> [Task to complete]: How many lines of the material below contain the string "target"? Case counts, and the reply should be the number alone.

> [Given entries]:

=== Begin Enclosure ===

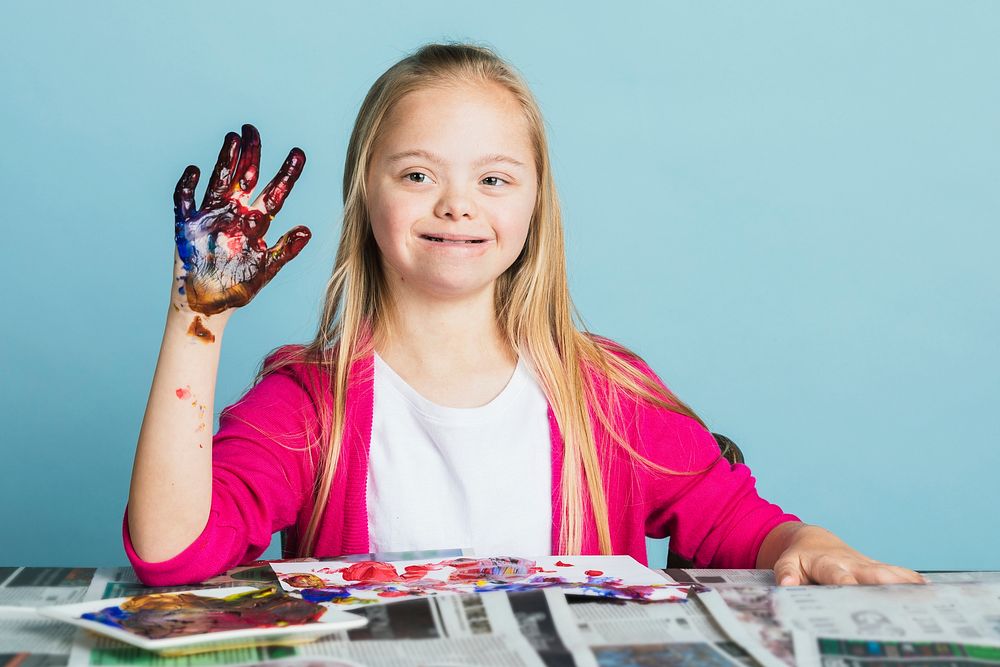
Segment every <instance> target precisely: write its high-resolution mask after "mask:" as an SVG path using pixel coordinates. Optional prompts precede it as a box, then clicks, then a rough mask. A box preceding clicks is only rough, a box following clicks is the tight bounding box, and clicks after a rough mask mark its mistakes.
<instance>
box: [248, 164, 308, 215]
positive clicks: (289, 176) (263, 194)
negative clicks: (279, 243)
mask: <svg viewBox="0 0 1000 667" xmlns="http://www.w3.org/2000/svg"><path fill="white" fill-rule="evenodd" d="M305 164H306V154H305V153H303V152H302V149H301V148H298V147H295V148H293V149H292V150H290V151H288V157H287V158H285V163H284V164H283V165H281V169H279V170H278V173H277V175H276V176H275V177H274V178H272V179H271V182H270V183H268V184H267V186H265V187H264V189H263V190H261V193H260V195H259V196H258V197H257V199H256V200H255V201H254V203H253V206H252V207H251V208H254V209H256V210H258V211H260V210H263V211H264V212H265V213H267V214H268V215H269V216H271V217H272V218H273V217H274V216H276V215H277V214H278V211H280V210H281V206H282V205H283V204H284V203H285V197H287V196H288V193H289V192H291V191H292V186H294V185H295V181H297V180H298V179H299V175H301V174H302V169H303V168H304V167H305Z"/></svg>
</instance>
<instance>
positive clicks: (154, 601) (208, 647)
mask: <svg viewBox="0 0 1000 667" xmlns="http://www.w3.org/2000/svg"><path fill="white" fill-rule="evenodd" d="M38 613H39V614H41V615H43V616H46V617H49V618H54V619H56V620H59V621H64V622H66V623H70V624H72V625H76V626H79V627H81V628H85V629H87V630H89V631H91V632H94V633H97V634H99V635H103V636H105V637H111V638H113V639H117V640H119V641H122V642H125V643H126V644H131V645H132V646H138V647H139V648H142V649H146V650H150V651H156V652H158V653H162V654H164V655H184V654H188V653H199V652H203V651H215V650H223V649H232V648H237V647H244V646H261V645H271V644H297V643H303V642H307V641H312V640H314V639H318V638H319V637H321V636H323V635H328V634H332V633H334V632H339V631H342V630H350V629H353V628H358V627H361V626H363V625H365V624H366V623H367V622H368V621H367V619H366V618H364V617H362V616H356V615H354V614H351V613H349V612H345V611H342V610H340V609H328V608H326V607H324V606H322V605H319V604H315V603H312V602H308V601H306V600H301V599H299V598H297V597H293V596H289V595H285V594H284V593H283V592H282V591H281V590H279V589H278V588H276V587H271V588H263V589H262V588H253V587H249V586H242V587H237V588H233V587H229V588H210V589H204V590H196V591H186V592H179V593H153V594H149V595H136V596H132V597H125V598H113V599H108V600H93V601H90V602H80V603H76V604H68V605H58V606H53V607H41V608H39V609H38Z"/></svg>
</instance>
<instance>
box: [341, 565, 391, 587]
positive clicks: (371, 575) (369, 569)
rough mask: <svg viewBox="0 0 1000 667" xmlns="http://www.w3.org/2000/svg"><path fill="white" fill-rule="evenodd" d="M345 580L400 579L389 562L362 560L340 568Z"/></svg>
mask: <svg viewBox="0 0 1000 667" xmlns="http://www.w3.org/2000/svg"><path fill="white" fill-rule="evenodd" d="M341 574H342V575H343V577H344V580H345V581H380V582H386V581H400V580H401V577H400V576H399V573H398V572H396V568H395V567H394V566H393V565H392V564H391V563H382V562H379V561H376V560H364V561H361V562H360V563H354V564H352V565H350V566H348V567H345V568H344V569H343V570H341Z"/></svg>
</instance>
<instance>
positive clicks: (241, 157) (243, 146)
mask: <svg viewBox="0 0 1000 667" xmlns="http://www.w3.org/2000/svg"><path fill="white" fill-rule="evenodd" d="M242 144H243V145H242V149H241V151H240V161H239V164H238V165H236V178H238V179H239V180H238V181H237V182H236V183H234V184H233V192H234V193H243V194H245V195H248V194H250V192H251V191H252V190H253V189H254V188H255V187H256V186H257V174H258V172H259V171H260V133H259V132H258V131H257V128H256V127H254V126H253V125H251V124H250V123H245V124H244V125H243V139H242Z"/></svg>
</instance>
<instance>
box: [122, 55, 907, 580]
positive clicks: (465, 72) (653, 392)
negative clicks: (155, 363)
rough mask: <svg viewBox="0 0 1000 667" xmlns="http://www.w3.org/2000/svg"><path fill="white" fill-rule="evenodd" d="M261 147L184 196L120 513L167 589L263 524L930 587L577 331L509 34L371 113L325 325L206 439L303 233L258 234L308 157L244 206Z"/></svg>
mask: <svg viewBox="0 0 1000 667" xmlns="http://www.w3.org/2000/svg"><path fill="white" fill-rule="evenodd" d="M259 160H260V138H259V136H258V134H257V131H256V129H254V128H253V127H252V126H250V125H245V126H244V127H243V132H242V135H236V134H235V133H230V134H229V135H227V136H226V139H225V141H224V143H223V147H222V151H221V152H220V155H219V160H218V163H217V165H216V168H215V170H214V172H213V174H212V177H211V179H210V180H209V183H208V185H207V189H206V193H205V197H204V199H203V202H202V205H201V207H197V206H196V205H195V201H194V193H195V189H196V187H197V184H198V179H199V172H198V169H197V168H196V167H194V166H193V165H192V166H189V167H188V168H187V169H186V170H185V171H184V173H183V175H182V176H181V179H180V181H179V183H178V185H177V189H176V192H175V218H176V227H175V235H176V240H177V253H176V255H175V263H174V266H175V268H174V280H173V284H172V288H171V301H170V308H169V310H168V315H167V324H166V329H165V333H164V339H163V343H162V347H161V351H160V357H159V361H158V364H157V368H156V372H155V375H154V378H153V384H152V389H151V392H150V397H149V403H148V406H147V410H146V414H145V417H144V420H143V425H142V430H141V432H140V436H139V442H138V447H137V452H136V459H135V465H134V469H133V476H132V485H131V492H130V495H129V502H128V508H127V510H126V514H125V519H124V522H123V537H124V541H125V548H126V552H127V553H128V556H129V558H130V560H131V562H132V563H133V565H134V567H135V569H136V571H137V573H138V574H139V576H140V578H141V579H142V580H143V581H145V582H147V583H150V584H160V585H163V584H174V583H186V582H193V581H198V580H202V579H205V578H207V577H210V576H212V575H214V574H217V573H219V572H221V571H223V570H225V569H226V568H229V567H232V566H234V565H236V564H238V563H241V562H245V561H248V560H253V559H255V558H257V557H259V556H260V554H261V553H262V552H263V551H264V549H265V548H266V547H267V545H268V544H269V542H270V539H271V536H272V534H273V533H275V532H278V531H283V532H284V533H285V535H286V538H287V540H288V544H287V545H286V547H287V548H288V549H290V550H293V551H294V552H295V553H297V554H299V555H311V556H317V557H324V556H336V555H340V554H346V553H365V552H368V551H370V550H380V551H398V550H409V549H419V548H445V547H471V548H473V549H475V550H476V551H477V552H480V553H484V554H485V553H494V554H496V553H498V552H503V553H504V554H507V555H521V556H532V555H539V554H542V553H546V554H548V553H559V554H578V553H603V554H612V553H625V554H631V555H632V556H634V557H635V558H636V559H638V560H640V561H641V562H645V537H646V536H651V537H663V536H665V535H667V534H669V535H670V536H671V548H672V550H673V551H675V552H677V553H679V554H680V555H681V556H683V557H685V558H689V559H691V560H693V561H694V562H695V563H696V564H698V565H701V566H719V567H766V568H771V567H773V568H774V569H775V573H776V576H777V578H778V580H779V581H780V582H781V583H785V584H797V583H806V582H819V583H857V582H880V583H888V582H904V581H920V580H921V578H920V576H919V575H917V574H916V573H914V572H912V571H910V570H906V569H904V568H899V567H894V566H890V565H885V564H882V563H878V562H876V561H873V560H871V559H869V558H867V557H865V556H863V555H861V554H860V553H858V552H857V551H855V550H853V549H851V548H850V547H849V546H847V545H846V544H844V543H843V542H842V541H841V540H840V539H838V538H837V537H836V536H834V535H833V534H831V533H830V532H828V531H826V530H824V529H822V528H819V527H817V526H810V525H806V524H803V523H801V522H800V521H798V519H797V518H796V517H795V516H793V515H790V514H786V513H784V512H783V511H782V510H781V509H780V508H778V507H777V506H775V505H774V504H772V503H769V502H767V501H765V500H763V499H761V498H760V497H759V496H758V495H757V493H756V490H755V487H754V480H753V477H751V476H750V472H749V469H748V468H747V467H746V466H744V465H741V464H738V465H730V464H729V463H728V462H727V461H726V460H725V459H723V458H722V457H721V456H720V454H719V450H718V447H717V446H716V444H715V442H714V440H713V438H712V436H711V434H710V433H709V432H708V430H707V429H706V428H705V426H704V424H703V423H702V421H701V420H700V419H699V418H698V417H697V415H695V414H694V413H693V412H692V411H691V409H690V408H689V407H687V406H686V405H685V404H684V403H682V402H681V401H680V400H678V399H677V397H676V396H674V395H673V394H672V393H671V392H670V391H669V390H668V389H667V388H666V386H664V384H663V383H662V382H661V381H660V379H659V378H658V377H657V376H656V375H655V373H653V371H652V370H651V369H650V368H649V367H648V366H647V365H646V364H645V363H644V362H643V361H642V360H641V359H640V358H639V357H638V356H637V355H636V354H634V353H633V352H631V351H629V350H627V349H625V348H624V347H622V346H621V345H618V344H616V343H614V342H613V341H611V340H609V339H606V338H602V337H600V336H596V335H594V334H591V333H589V332H587V331H586V330H581V329H580V328H579V327H578V326H577V325H576V324H575V323H574V308H573V305H572V301H571V299H570V296H569V291H568V288H567V278H566V264H565V251H564V245H563V233H562V220H561V215H560V211H559V203H558V198H557V196H556V189H555V184H554V182H553V178H552V171H551V164H550V161H549V153H548V145H547V142H546V137H545V130H544V122H543V119H542V116H541V113H540V111H539V108H538V104H537V102H536V101H535V99H534V97H533V96H532V94H531V92H530V90H529V89H528V87H527V85H526V84H525V82H524V80H523V79H522V77H521V76H520V75H519V74H518V73H517V72H516V71H515V70H514V68H513V67H511V66H510V65H509V64H507V63H505V62H504V61H503V60H502V59H501V58H499V57H498V56H497V55H496V54H495V53H494V52H493V51H492V50H490V49H488V48H484V47H480V46H475V45H469V44H430V45H427V46H424V47H423V48H421V49H419V50H418V51H416V52H415V53H413V54H412V55H410V56H408V57H406V58H404V59H403V60H401V61H400V62H398V63H396V64H395V65H393V66H392V67H390V68H389V69H388V70H387V71H386V72H385V73H384V74H383V75H382V76H381V77H379V78H378V80H377V81H376V82H375V83H374V85H373V86H372V87H371V89H370V90H369V92H368V95H367V96H366V98H365V100H364V102H363V103H362V105H361V109H360V111H359V113H358V117H357V120H356V122H355V125H354V130H353V132H352V135H351V139H350V143H349V146H348V150H347V159H346V162H345V170H344V182H343V198H344V214H343V227H342V232H341V239H340V246H339V249H338V252H337V256H336V260H335V263H334V268H333V274H332V276H331V278H330V280H329V282H328V285H327V290H326V298H325V303H324V306H323V312H322V317H321V319H320V326H319V330H318V332H317V334H316V336H315V338H314V339H313V340H312V341H311V342H310V343H309V344H308V345H304V346H286V347H283V348H279V349H278V350H277V351H276V352H275V353H273V354H271V355H270V356H269V357H268V358H267V359H266V360H265V363H264V365H263V367H262V370H261V372H260V374H259V375H258V378H257V382H256V383H255V385H254V387H253V388H252V389H250V391H248V392H247V393H246V395H245V396H243V397H242V398H241V399H240V401H238V402H237V403H236V404H234V405H232V406H229V407H228V408H226V409H225V410H223V412H222V413H221V415H220V428H219V431H218V432H217V433H216V434H215V436H214V437H213V436H211V433H210V428H209V427H210V425H211V416H212V414H213V409H214V403H213V397H214V393H215V381H216V374H217V369H218V361H219V350H220V346H221V343H222V339H223V333H224V330H225V328H226V325H227V323H228V320H229V317H230V316H231V314H232V313H233V311H234V309H235V308H237V307H240V306H243V305H245V304H246V303H248V302H249V301H250V300H251V299H252V298H253V297H254V296H255V295H256V294H257V292H258V291H259V290H260V289H261V288H262V287H263V286H264V285H265V284H267V282H269V281H270V280H271V279H272V278H273V277H274V275H275V274H276V273H277V272H278V270H280V268H281V267H282V266H283V265H284V264H285V263H286V262H288V261H289V260H291V259H292V258H294V257H295V256H296V255H297V254H298V253H299V252H300V251H301V250H302V249H303V247H304V246H305V245H306V243H307V242H308V240H309V237H310V234H309V231H308V230H307V229H306V228H304V227H296V228H294V229H292V230H290V231H289V232H287V233H286V234H285V235H284V236H282V237H281V238H280V239H279V240H278V242H277V243H275V244H274V245H273V246H272V247H270V248H269V247H268V246H267V244H266V243H265V242H264V235H265V233H266V231H267V228H268V226H269V224H270V223H271V221H272V220H273V218H274V217H275V215H276V214H277V213H278V211H279V210H280V208H281V206H282V204H283V202H284V201H285V198H286V197H287V195H288V193H289V192H290V191H291V189H292V187H293V185H294V184H295V181H296V179H297V178H298V176H299V174H300V173H301V172H302V169H303V167H304V164H305V155H304V153H303V152H302V151H301V150H299V149H297V148H295V149H292V151H291V152H290V153H289V155H288V158H287V159H286V161H285V163H284V165H283V166H282V168H281V169H280V170H279V172H278V174H277V176H275V178H274V179H273V180H272V181H271V182H270V183H269V184H268V185H267V186H265V187H264V189H263V190H262V191H261V193H260V194H259V195H258V196H257V197H256V198H253V199H251V196H252V192H253V190H254V188H255V187H256V184H257V176H258V168H259Z"/></svg>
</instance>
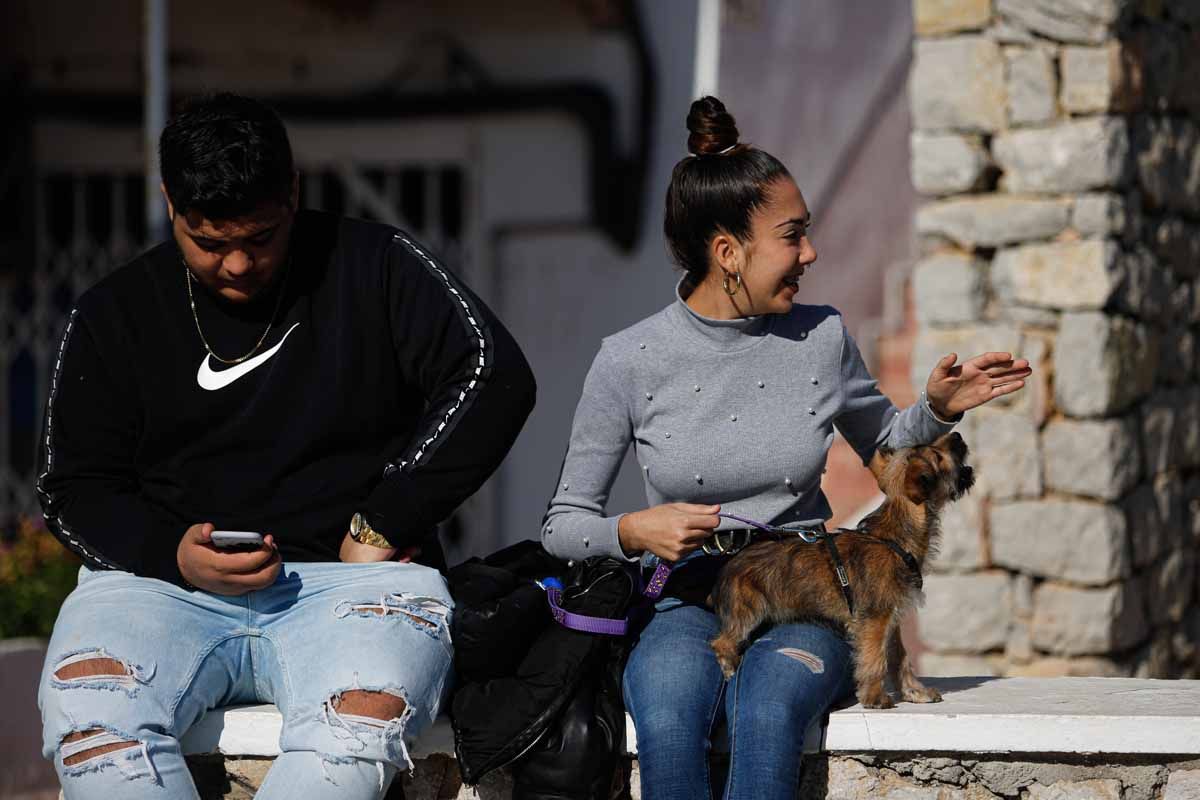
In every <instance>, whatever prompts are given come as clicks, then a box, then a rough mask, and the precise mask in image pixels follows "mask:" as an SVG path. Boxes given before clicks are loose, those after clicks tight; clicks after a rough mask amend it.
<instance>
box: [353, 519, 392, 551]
mask: <svg viewBox="0 0 1200 800" xmlns="http://www.w3.org/2000/svg"><path fill="white" fill-rule="evenodd" d="M350 539H353V540H354V541H356V542H358V543H359V545H370V546H371V547H391V546H392V545H391V542H389V541H388V540H386V539H385V537H384V535H383V534H380V533H378V531H377V530H376V529H374V528H372V527H371V525H370V524H367V521H366V517H364V516H362V515H361V513H359V512H355V515H354V516H353V517H350Z"/></svg>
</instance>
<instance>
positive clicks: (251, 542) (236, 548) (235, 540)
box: [212, 530, 263, 551]
mask: <svg viewBox="0 0 1200 800" xmlns="http://www.w3.org/2000/svg"><path fill="white" fill-rule="evenodd" d="M212 546H214V547H222V548H226V549H229V548H236V549H247V551H254V549H258V548H259V547H262V546H263V535H262V534H254V533H251V531H248V530H214V531H212Z"/></svg>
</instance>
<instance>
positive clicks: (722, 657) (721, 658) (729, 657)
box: [716, 656, 742, 680]
mask: <svg viewBox="0 0 1200 800" xmlns="http://www.w3.org/2000/svg"><path fill="white" fill-rule="evenodd" d="M739 661H742V660H740V658H739V657H737V656H728V657H725V656H716V664H718V666H719V667H720V668H721V674H722V675H725V679H726V680H728V679H730V678H733V673H736V672H737V670H738V662H739Z"/></svg>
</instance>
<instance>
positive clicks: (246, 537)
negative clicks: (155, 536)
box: [175, 522, 282, 595]
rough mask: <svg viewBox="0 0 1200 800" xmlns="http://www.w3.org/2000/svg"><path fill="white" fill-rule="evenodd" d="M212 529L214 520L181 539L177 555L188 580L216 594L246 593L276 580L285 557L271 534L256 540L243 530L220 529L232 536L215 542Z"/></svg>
mask: <svg viewBox="0 0 1200 800" xmlns="http://www.w3.org/2000/svg"><path fill="white" fill-rule="evenodd" d="M212 531H214V525H212V524H211V523H208V522H205V523H199V524H196V525H192V527H191V528H188V529H187V531H186V533H185V534H184V539H182V541H180V542H179V549H178V551H176V554H175V558H176V560H178V563H179V571H180V572H181V573H182V576H184V579H185V581H187V582H188V583H190V584H192V585H193V587H196V588H197V589H203V590H204V591H211V593H212V594H215V595H244V594H246V593H247V591H253V590H256V589H264V588H266V587H269V585H271V584H272V583H275V578H276V576H278V573H280V566H281V565H282V560H281V559H280V552H278V548H276V547H275V539H274V537H272V536H271V535H270V534H268V535H266V536H263V537H262V541H260V542H257V543H256V542H254V541H253V535H250V536H247V535H245V534H242V533H241V531H218V534H229V535H226V536H220V535H218V536H217V539H216V541H214V536H212ZM218 541H220V542H221V545H223V547H221V546H218V545H217V542H218Z"/></svg>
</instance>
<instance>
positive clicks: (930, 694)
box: [900, 686, 942, 703]
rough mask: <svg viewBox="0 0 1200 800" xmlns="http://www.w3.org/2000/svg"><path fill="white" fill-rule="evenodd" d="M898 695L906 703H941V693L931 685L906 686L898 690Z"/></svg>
mask: <svg viewBox="0 0 1200 800" xmlns="http://www.w3.org/2000/svg"><path fill="white" fill-rule="evenodd" d="M900 697H901V698H904V699H905V700H907V702H908V703H941V702H942V693H941V692H940V691H937V690H936V688H934V687H931V686H918V687H916V688H906V690H904V691H901V692H900Z"/></svg>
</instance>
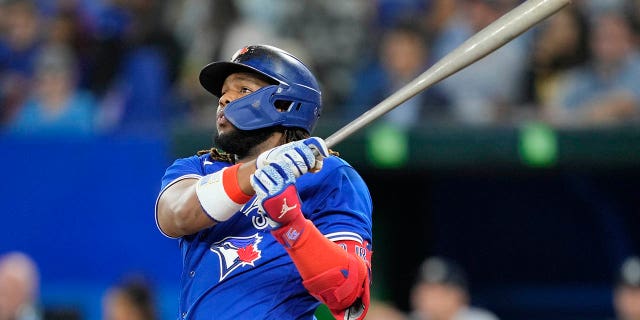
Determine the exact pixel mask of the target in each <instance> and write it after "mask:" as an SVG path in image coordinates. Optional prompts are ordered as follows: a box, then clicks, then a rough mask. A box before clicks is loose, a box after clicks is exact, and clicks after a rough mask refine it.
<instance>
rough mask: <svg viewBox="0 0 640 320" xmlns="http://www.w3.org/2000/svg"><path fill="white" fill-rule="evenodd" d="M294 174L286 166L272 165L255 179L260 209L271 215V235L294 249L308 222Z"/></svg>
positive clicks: (268, 217) (252, 176)
mask: <svg viewBox="0 0 640 320" xmlns="http://www.w3.org/2000/svg"><path fill="white" fill-rule="evenodd" d="M295 180H296V179H295V176H294V173H293V172H292V171H291V170H290V168H288V167H287V166H286V165H285V166H281V165H280V163H271V164H269V165H267V166H265V167H262V168H260V169H258V170H256V172H255V173H254V174H253V175H252V176H251V185H252V186H253V189H254V190H255V192H256V197H257V198H258V203H260V207H261V208H262V210H264V212H266V214H267V218H268V219H267V220H268V221H269V225H270V226H271V227H272V229H271V234H273V236H274V237H275V239H276V240H277V241H278V242H279V243H281V244H282V245H284V246H286V247H292V246H293V245H294V244H295V243H296V241H297V240H298V238H299V237H300V235H301V234H302V233H303V232H304V229H305V226H306V221H307V220H306V219H305V217H304V215H303V214H302V202H301V201H300V196H299V195H298V191H297V189H296V185H295Z"/></svg>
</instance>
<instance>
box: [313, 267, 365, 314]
mask: <svg viewBox="0 0 640 320" xmlns="http://www.w3.org/2000/svg"><path fill="white" fill-rule="evenodd" d="M348 259H349V263H348V269H343V268H341V267H335V268H333V269H330V270H328V271H326V272H324V273H321V274H319V275H317V276H315V277H313V278H311V279H307V280H304V281H303V282H302V284H303V285H304V286H305V288H307V290H308V291H309V293H310V294H311V295H312V296H314V297H315V298H316V299H318V300H320V301H321V302H323V303H324V304H326V305H327V307H328V308H329V310H331V313H332V314H333V315H334V317H336V318H337V319H362V318H364V315H365V314H366V311H367V309H369V294H370V293H369V270H368V267H367V266H366V265H365V263H364V260H362V259H361V258H359V257H356V256H355V255H353V254H349V255H348Z"/></svg>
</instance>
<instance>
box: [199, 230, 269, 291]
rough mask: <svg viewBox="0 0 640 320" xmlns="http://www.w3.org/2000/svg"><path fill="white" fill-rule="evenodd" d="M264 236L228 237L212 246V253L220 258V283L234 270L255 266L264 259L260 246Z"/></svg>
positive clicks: (256, 234)
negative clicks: (258, 260) (242, 267)
mask: <svg viewBox="0 0 640 320" xmlns="http://www.w3.org/2000/svg"><path fill="white" fill-rule="evenodd" d="M261 241H262V236H260V234H258V233H256V234H254V235H252V236H249V237H226V238H224V239H222V240H221V241H218V242H216V243H214V244H212V245H211V251H213V252H214V253H216V254H217V255H218V256H219V257H220V281H222V280H223V279H224V278H226V277H227V276H228V275H229V274H230V273H231V272H232V271H233V270H235V269H237V268H240V267H244V266H247V265H251V266H255V264H254V263H255V262H256V261H258V260H259V259H260V258H261V257H262V250H260V249H259V248H258V244H259V243H260V242H261Z"/></svg>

=== End Enclosure ===

> [Expected output]: 2